■ Aim
Your task is to copy the material exactly.

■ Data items
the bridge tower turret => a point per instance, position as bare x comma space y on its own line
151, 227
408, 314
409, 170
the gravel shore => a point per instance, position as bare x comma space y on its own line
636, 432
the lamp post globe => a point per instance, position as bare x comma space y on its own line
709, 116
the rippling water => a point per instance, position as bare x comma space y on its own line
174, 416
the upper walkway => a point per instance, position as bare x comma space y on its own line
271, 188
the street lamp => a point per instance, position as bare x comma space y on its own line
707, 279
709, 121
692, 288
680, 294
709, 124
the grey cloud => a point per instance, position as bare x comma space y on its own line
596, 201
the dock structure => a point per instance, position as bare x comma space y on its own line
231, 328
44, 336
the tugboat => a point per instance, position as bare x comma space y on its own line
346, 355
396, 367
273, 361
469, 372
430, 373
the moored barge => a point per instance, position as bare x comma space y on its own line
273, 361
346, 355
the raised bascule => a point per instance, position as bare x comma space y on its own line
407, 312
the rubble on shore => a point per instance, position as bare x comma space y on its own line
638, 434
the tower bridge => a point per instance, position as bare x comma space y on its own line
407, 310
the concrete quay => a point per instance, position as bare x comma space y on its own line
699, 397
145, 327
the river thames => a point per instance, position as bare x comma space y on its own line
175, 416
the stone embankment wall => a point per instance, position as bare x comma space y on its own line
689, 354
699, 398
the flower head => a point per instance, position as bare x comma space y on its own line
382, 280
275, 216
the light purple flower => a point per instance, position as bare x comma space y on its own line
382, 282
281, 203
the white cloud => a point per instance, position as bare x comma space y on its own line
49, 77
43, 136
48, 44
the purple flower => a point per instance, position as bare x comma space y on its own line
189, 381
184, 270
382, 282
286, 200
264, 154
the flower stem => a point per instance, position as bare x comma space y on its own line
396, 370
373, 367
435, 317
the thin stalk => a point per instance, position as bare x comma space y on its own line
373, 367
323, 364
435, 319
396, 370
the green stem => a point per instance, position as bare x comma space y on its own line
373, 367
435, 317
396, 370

■ Output of the exercise
the bridge tower turret => a point per instance, position as bare x comma space y on its own line
151, 227
408, 314
409, 170
the gravel shore => a point per instance, position as bare x comma space y on its own line
636, 432
the lamp post globe => a point per instance, position as bare x comma space y on its own line
709, 116
the rippling water => a point per instance, position as bare x comma space y on its own line
174, 416
the upper walkway => a point per instance, position as bare x comma space y on its own line
271, 188
the street lamp => a point per instance, position as bare x comma space y on its own line
707, 279
709, 121
692, 288
680, 294
709, 124
the grey cloud => a point per instance, position as bare x comma space y on its own line
596, 201
the dock structure => a point per instance, position as bare x comma space y on its own line
231, 328
44, 336
the tugboat => a point per instance, position as bare x comma space y on its own line
346, 355
396, 367
273, 361
469, 372
430, 373
the moored barge => a point per instance, position as bare x comma space y on its own line
273, 361
346, 355
the raised bascule => a point per instance, position as bare x comma space y on its own line
407, 312
the rubble on shore => a point per instance, position as bare x comma space y on its own line
638, 434
the tower bridge => a point per instance, position as bare x comma space y on its own line
407, 310
the concrete quay => a point per instance, position as bare x comma space y on its own line
699, 397
145, 327
the river thames => a point per instance, position as bare x comma space y on its own line
175, 416
the stone embankment wall => a point per instance, position as bare x comma space y on its own line
689, 354
699, 398
the flower head => a point per instance, position as bare x comma space y on its own line
382, 280
275, 216
the light purple flower => a point per instance, position as bare x comma space y on its own line
382, 282
281, 203
the white cloud => a point per instance, position as bare x comma space y on its own line
49, 77
43, 136
48, 44
the purple flower => a point per instance, position as bare x comma space y on its own line
189, 381
184, 270
382, 282
286, 200
264, 154
the flower stem => a point per instance, position as bare x comma space y on its own line
396, 370
373, 367
435, 317
the thin stalk => a point per instance, position as bare x comma space y on its own line
373, 367
323, 364
435, 319
396, 370
the green stem => a point per instance, position as bare x comma space y on its own line
373, 367
435, 317
396, 370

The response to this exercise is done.